## GIVEN EXERCISE:
Update the items below by changing every occurrence of "noun phrase" to "text label". Reproduce them otherwise unchanged.

------------------------------

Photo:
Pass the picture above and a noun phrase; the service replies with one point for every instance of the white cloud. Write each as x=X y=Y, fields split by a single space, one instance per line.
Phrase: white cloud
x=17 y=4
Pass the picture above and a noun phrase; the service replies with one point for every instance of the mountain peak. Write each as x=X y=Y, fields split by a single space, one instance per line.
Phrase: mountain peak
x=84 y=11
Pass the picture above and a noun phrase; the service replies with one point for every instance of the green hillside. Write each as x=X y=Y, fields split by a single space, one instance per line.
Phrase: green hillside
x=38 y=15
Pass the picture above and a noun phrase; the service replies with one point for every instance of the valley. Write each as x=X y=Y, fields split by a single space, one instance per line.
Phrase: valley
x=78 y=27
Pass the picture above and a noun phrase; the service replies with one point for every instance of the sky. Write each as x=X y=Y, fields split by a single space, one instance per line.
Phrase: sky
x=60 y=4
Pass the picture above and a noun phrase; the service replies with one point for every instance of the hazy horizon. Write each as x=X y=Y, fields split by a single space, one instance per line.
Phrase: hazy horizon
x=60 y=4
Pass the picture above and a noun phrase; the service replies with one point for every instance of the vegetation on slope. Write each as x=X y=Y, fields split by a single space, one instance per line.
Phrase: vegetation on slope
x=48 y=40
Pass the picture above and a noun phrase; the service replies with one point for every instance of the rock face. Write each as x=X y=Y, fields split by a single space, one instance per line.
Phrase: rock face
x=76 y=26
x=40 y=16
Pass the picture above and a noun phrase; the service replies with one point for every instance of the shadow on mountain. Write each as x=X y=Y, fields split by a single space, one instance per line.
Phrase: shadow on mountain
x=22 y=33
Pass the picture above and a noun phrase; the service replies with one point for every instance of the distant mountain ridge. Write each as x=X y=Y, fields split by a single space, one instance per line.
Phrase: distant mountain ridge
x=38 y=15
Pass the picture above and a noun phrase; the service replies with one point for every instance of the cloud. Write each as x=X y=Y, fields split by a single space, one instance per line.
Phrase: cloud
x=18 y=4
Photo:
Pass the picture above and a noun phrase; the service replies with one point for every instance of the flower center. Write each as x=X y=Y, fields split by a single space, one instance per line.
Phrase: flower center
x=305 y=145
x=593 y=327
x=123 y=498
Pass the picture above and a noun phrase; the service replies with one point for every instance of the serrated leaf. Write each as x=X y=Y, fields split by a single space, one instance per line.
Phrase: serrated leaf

------------------------------

## PROBLEM SOLUTION:
Photo:
Pass the picture above and a text label; the service replies with one point for every instance of the white cloud. Write each as x=X y=Y, fields split by a single space, one instance per line.
Phrase: white cloud
x=17 y=4
Pass the picture above and a text label; the service replies with one point for every instance of the mountain peak. Write each as x=X y=Y, fields split by a single space, one instance per line.
Phrase: mountain peak
x=84 y=11
Pass the picture above and a text label; the service replies with one point for every instance of the green hillside. Write each as x=X y=Y, fields split by a single space, one instance per line.
Phrase: green hillside
x=38 y=15
Pass the picture above and a text label; the service replies with one point for every instance of the valley. Write each as x=X y=Y, fields split by a single space, one instance per line.
Phrase: valley
x=78 y=27
Pass the picture above and a text label; the service replies with one point for every instance of the sky. Write each as x=X y=Y, fields split by a single space, one instance per line.
Phrase: sky
x=60 y=4
Pass the picture above and a text label; the service replies with one point for every instance of the hazy horizon. Write each as x=X y=Y, fields split by a single space, one instance per line.
Phrase: hazy horizon
x=60 y=4
Pass the picture above and a text label; the service replies with one point for every instance of the vegetation on slope. Write each as x=X y=Y, fields split by a single space, one instance per line.
Phrase: vegetation on slope
x=48 y=40
Pass the picture above and a text label; the service replies with one point for every instance of the rock face. Write each as x=X y=Y, fields split by a single space, one instance per line.
Phrase: rock face
x=76 y=26
x=40 y=16
Pass the picture above and a text label; the service replies with one point for every instance of the shadow on mountain. Write each as x=X y=Y, fields split by a single space, one instance per line.
Phrase: shadow on mountain
x=22 y=33
Pass the picture above and a text label; the service replies with one point for every instance of the distant mountain ridge. Write each as x=X y=Y, fields split by a single space, one instance per line.
Phrase: distant mountain ridge
x=38 y=15
Pass the picture above and a text label; the service replies with one point for every instance of the cloud. Write each as x=X y=Y, fields split by a single space, one instance per line.
Phrase: cloud
x=18 y=4
Photo:
Pass the picture above and a text label; the service replies with one point for every instance of the flower center. Write each as x=X y=Y, fields split by a single space, one instance per line.
Phrase: flower center
x=305 y=145
x=593 y=327
x=123 y=498
Pass the picture above and a text label; the service replies with one point for every instance of the serrated leaf. Write each as x=X y=Y, fields split by a single space, one instance per line.
Phrase: serrated leaf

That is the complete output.